─── SUPPLIED MATERIAL

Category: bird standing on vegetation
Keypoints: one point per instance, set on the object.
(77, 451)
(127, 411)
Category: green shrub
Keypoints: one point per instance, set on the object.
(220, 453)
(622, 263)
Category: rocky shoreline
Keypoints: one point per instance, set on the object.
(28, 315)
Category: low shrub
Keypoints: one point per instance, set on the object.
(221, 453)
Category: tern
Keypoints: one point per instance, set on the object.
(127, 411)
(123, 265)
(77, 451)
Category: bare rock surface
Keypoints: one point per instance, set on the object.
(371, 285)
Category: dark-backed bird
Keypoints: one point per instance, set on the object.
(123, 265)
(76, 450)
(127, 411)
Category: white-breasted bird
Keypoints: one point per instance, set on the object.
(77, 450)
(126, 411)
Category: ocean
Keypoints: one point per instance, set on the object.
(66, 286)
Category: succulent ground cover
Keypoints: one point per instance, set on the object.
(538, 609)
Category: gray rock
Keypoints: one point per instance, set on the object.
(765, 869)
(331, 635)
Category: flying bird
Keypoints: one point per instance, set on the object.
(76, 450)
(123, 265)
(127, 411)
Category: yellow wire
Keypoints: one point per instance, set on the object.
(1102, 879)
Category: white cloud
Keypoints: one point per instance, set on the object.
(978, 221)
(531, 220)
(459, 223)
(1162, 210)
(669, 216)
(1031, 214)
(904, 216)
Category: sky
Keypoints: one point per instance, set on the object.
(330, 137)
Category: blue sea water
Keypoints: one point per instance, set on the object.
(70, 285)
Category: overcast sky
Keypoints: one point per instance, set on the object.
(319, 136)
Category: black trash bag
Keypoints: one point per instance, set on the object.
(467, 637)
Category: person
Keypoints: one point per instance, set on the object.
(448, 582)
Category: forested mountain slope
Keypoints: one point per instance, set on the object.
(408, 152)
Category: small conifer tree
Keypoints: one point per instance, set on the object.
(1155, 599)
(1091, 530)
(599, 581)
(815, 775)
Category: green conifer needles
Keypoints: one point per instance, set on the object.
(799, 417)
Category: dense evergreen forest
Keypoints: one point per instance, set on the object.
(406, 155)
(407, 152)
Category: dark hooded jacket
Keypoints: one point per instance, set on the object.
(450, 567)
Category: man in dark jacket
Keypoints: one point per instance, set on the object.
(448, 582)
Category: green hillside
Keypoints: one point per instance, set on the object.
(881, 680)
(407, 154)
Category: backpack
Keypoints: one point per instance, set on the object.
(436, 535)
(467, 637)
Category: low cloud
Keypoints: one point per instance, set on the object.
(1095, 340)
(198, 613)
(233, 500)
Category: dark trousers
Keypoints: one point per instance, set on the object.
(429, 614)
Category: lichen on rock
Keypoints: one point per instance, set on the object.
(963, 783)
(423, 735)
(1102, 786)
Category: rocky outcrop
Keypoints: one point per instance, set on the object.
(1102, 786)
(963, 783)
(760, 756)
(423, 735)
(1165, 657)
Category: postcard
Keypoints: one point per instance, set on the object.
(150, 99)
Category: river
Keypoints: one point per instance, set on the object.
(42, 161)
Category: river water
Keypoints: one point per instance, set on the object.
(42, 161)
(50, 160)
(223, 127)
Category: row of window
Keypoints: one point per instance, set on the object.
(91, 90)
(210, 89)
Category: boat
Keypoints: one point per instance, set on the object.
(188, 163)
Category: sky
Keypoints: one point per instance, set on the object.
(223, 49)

──────

- TRY IT -
Each entry needs to be copied out exactly.

- TASK RESULT -
Category: bird standing on vegetation
Keypoints: one point per instance, set on the object.
(77, 451)
(127, 411)
Category: green shrub
Keypoints: one point per instance, set on the object.
(220, 453)
(622, 263)
Category: rocky shoreline
Keypoints: one point per instance, set on the object.
(28, 315)
Category: low shrub
Keypoints: one point per instance, set on the object.
(221, 453)
Category: tern
Keypoints: one point per instance, set on the object.
(127, 411)
(123, 265)
(77, 451)
Category: bare rock surface
Keypoints: one point per instance, set on the object.
(371, 285)
Category: dark-backed bird
Keypoints: one point per instance, set on the object.
(123, 265)
(76, 450)
(127, 411)
Category: white-breasted bird
Keypoints: one point per instance, set on the object.
(77, 450)
(126, 411)
Category: ocean
Keypoints: one point per instance, set on the object.
(66, 286)
Category: succulent ground cover
Keypoints: one point per instance, set on the object.
(538, 609)
Category: gray rock
Keypoints: one point per instance, set on the object.
(765, 869)
(331, 635)
Category: flying bird
Keypoints: one point per instance, set on the object.
(76, 450)
(123, 265)
(127, 411)
Category: yellow wire
Keypoints: one point per instance, set on the object.
(1102, 879)
Category: white cloud
Keypoints: one point per instance, set on the object.
(978, 221)
(531, 220)
(459, 223)
(1162, 210)
(669, 216)
(1031, 214)
(904, 216)
Category: sky
Keypoints: one point per instance, set on the object.
(330, 137)
Category: blue sea water
Keypoints: one point per instance, set on the object.
(70, 285)
Category: overcast sky
Keypoints: one point per instance, set on the object.
(319, 136)
Category: black trash bag
Keypoints: one point per instance, set on the object.
(467, 637)
Category: person
Keypoints: one point per instance, set on the object.
(448, 582)
Category: forested mountain slope
Keypoints: one point per instance, set on the object.
(408, 152)
Category: small conifer tree
Keypoints: one point per instance, set on the object.
(1155, 599)
(1091, 530)
(599, 581)
(815, 775)
Category: green conifer needles
Keypoints: one point per instance, set on the object.
(799, 417)
Category: dense evergreen forest
Keypoints: one point per instance, set on the object.
(406, 155)
(407, 152)
Category: dark hooded jacket
Keypoints: one point per instance, set on the object.
(450, 567)
Category: man in dark jacket
Keypoints: one point per instance, set on the object.
(448, 582)
Category: green hillside
Keypoints: one point per instance, set on the object.
(881, 680)
(407, 154)
Category: backpack
Keypoints: one point per instance, set on the object.
(436, 535)
(467, 637)
Category: low cloud
Keypoints: one point per instance, set on the object.
(1095, 340)
(198, 613)
(233, 500)
Category: dark trousers
Keypoints: one point per instance, set on the object.
(429, 614)
Category: lichen on rock
Keypoints: one point per instance, set on the object.
(963, 783)
(423, 735)
(1102, 786)
Category: rocky outcrop
Keypoints: one point per instance, set on the object.
(1102, 786)
(963, 783)
(760, 756)
(423, 735)
(1165, 657)
Category: postcard
Keypoints: one point per instance, set on the object.
(150, 99)
Category: river
Keypoints: one point per instance, set on the object.
(42, 161)
Category: river water
Keypoints: one point per instance, set on the object.
(42, 161)
(50, 160)
(223, 127)
Category: row of window
Keypoints: one point per instance, set on the object.
(91, 90)
(210, 89)
Category: boat
Keypoints: one point per instance, set on the object.
(188, 163)
Category: sky
Keypoints: one point per instance, set on the object.
(223, 49)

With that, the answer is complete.